>> begin RECORDS TO USE

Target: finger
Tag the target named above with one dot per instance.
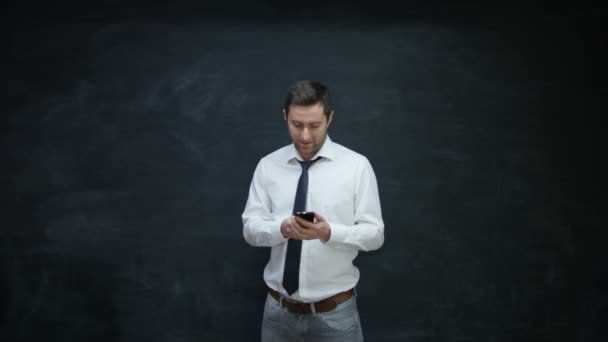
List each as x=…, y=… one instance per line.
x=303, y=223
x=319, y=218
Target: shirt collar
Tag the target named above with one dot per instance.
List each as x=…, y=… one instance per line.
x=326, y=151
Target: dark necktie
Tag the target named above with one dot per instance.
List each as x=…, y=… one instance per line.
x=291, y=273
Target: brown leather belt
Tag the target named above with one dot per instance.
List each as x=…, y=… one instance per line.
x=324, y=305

>> end RECORDS TO USE
>> begin RECORDS TO USE

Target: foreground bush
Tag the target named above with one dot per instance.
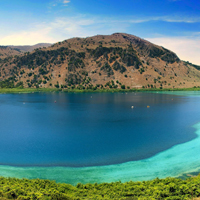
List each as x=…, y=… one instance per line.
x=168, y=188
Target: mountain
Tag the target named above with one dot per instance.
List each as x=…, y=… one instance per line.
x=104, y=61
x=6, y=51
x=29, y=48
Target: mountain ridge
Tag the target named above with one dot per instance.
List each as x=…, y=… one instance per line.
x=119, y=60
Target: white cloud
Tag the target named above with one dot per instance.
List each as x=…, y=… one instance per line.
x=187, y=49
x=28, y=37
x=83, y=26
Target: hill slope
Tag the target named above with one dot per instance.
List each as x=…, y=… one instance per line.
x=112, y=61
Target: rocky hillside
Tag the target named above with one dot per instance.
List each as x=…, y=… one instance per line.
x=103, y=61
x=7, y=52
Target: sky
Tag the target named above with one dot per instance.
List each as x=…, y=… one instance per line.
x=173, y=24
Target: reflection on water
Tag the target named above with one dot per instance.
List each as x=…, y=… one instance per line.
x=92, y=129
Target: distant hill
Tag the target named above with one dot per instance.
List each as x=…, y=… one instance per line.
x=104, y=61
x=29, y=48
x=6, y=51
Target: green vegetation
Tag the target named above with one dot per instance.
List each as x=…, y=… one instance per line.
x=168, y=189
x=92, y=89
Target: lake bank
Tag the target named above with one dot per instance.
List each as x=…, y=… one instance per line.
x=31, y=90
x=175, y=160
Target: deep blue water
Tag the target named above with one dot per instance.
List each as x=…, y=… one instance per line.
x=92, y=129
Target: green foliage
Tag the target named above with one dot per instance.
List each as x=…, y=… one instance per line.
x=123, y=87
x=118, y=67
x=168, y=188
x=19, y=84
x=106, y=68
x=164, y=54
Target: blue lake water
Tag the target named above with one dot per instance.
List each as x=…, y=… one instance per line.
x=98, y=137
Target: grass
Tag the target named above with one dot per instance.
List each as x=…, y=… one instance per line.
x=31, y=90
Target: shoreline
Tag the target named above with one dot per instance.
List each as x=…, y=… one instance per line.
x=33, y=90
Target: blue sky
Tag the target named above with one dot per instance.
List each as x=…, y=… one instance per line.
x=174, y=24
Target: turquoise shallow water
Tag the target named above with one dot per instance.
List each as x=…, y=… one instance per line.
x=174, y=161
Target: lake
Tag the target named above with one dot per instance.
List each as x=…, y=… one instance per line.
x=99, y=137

>> end RECORDS TO USE

AIM OF THE TASK => Turn the lines of the records between the line holding "Target: sky" and the line holding "x=98, y=137", inclusive, into a Markdown table with the columns Row and Text, omitting blank lines.

THE ANSWER =>
| Row | Text |
|---|---|
| 1 | Target: sky |
| 2 | Tag the target named above with one dot per instance. |
| 3 | List each as x=…, y=… one instance per line. |
| 4 | x=173, y=24 |
| 5 | Target: reflection on water |
| 6 | Tag the target named above with one dot per instance. |
| 7 | List each as x=…, y=… one instance per line. |
| 8 | x=92, y=129 |
| 9 | Target: distant hill |
| 10 | Tag the target named above with one dot per instance. |
| 11 | List each as x=…, y=… one instance per line. |
| 12 | x=104, y=61 |
| 13 | x=29, y=48 |
| 14 | x=6, y=51 |
| 15 | Target: green vegetation |
| 16 | Tag the target named above with one dot per instance. |
| 17 | List each as x=…, y=… one instance per line. |
| 18 | x=168, y=189 |
| 19 | x=92, y=89 |
| 20 | Target: lake bank |
| 21 | Tag the target named above with one dot per instance. |
| 22 | List each as x=…, y=… one instance per line. |
| 23 | x=31, y=90 |
| 24 | x=175, y=160 |
| 25 | Target: deep blue water |
| 26 | Tag the target named above with one dot per instance. |
| 27 | List each as x=…, y=… one instance per line. |
| 28 | x=92, y=129 |
| 29 | Target: green foliage |
| 30 | Tag the target named above with one dot per instance. |
| 31 | List each as x=…, y=… one instance per line. |
| 32 | x=123, y=87 |
| 33 | x=118, y=67 |
| 34 | x=168, y=188 |
| 35 | x=19, y=84 |
| 36 | x=106, y=68 |
| 37 | x=164, y=54 |
| 38 | Target: blue lake water |
| 39 | Tag the target named above with one dot per instance. |
| 40 | List each as x=…, y=… one instance per line. |
| 41 | x=98, y=137 |